• SOURCE DATA
==*==
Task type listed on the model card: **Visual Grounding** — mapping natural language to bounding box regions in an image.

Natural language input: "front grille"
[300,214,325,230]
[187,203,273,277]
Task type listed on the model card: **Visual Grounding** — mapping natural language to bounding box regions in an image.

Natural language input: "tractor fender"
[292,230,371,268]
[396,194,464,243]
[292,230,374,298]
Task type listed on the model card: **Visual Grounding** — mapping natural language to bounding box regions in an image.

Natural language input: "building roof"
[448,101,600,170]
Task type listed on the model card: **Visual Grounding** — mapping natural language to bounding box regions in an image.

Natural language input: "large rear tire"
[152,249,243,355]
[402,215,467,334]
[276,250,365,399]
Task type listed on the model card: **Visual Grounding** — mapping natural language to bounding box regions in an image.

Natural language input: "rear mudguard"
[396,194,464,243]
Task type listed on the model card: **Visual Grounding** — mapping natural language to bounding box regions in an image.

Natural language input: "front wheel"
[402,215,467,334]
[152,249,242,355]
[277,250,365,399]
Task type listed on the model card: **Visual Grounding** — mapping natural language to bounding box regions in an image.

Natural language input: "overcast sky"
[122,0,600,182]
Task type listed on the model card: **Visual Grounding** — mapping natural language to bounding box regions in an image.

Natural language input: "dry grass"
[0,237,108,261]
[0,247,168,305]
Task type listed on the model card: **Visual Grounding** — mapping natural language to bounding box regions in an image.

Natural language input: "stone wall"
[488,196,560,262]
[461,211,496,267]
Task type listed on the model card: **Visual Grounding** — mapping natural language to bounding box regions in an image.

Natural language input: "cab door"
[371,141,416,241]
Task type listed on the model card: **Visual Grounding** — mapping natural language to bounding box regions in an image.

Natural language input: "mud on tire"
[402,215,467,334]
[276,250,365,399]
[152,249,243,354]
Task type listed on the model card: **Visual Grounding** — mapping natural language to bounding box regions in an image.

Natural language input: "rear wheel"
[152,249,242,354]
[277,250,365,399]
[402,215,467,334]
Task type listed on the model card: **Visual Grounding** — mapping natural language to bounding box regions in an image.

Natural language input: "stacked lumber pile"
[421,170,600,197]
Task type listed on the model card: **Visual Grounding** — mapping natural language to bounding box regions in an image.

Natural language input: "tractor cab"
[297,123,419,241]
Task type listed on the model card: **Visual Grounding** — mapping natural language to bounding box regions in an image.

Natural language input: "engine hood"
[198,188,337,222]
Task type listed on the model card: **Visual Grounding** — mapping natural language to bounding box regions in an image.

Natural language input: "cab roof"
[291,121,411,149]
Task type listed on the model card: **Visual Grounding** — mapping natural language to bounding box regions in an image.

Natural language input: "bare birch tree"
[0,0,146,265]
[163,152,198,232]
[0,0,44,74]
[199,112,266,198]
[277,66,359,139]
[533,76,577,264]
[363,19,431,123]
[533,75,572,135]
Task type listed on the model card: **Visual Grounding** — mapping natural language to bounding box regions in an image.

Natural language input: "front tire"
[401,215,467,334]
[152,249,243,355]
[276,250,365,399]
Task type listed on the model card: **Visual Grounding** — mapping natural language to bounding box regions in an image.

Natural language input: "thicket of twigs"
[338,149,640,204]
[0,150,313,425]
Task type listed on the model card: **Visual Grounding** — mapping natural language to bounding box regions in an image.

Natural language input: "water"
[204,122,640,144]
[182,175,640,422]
==*==
• WHAT TO PRODUCE
Rewrite the records above as a Markdown table, from their first line through the line with "[292,230,374,298]". Use the columns "Row" and "Line", number each line, and leave out blank lines.

• COMPLETE RESPONSE
| Row | Line |
|---|---|
| 1 | Task type listed on the model card: **Visual Grounding** — mapping natural language to bounding box regions in an image. |
| 2 | Natural language input: "front grille" |
| 3 | [300,214,325,230] |
| 4 | [187,203,273,277] |
| 5 | Task type listed on the model card: **Visual Grounding** — mapping natural language to bounding box regions in an image. |
| 6 | Natural language input: "tractor fender" |
| 7 | [292,230,371,268] |
| 8 | [396,194,464,243] |
| 9 | [292,230,374,298] |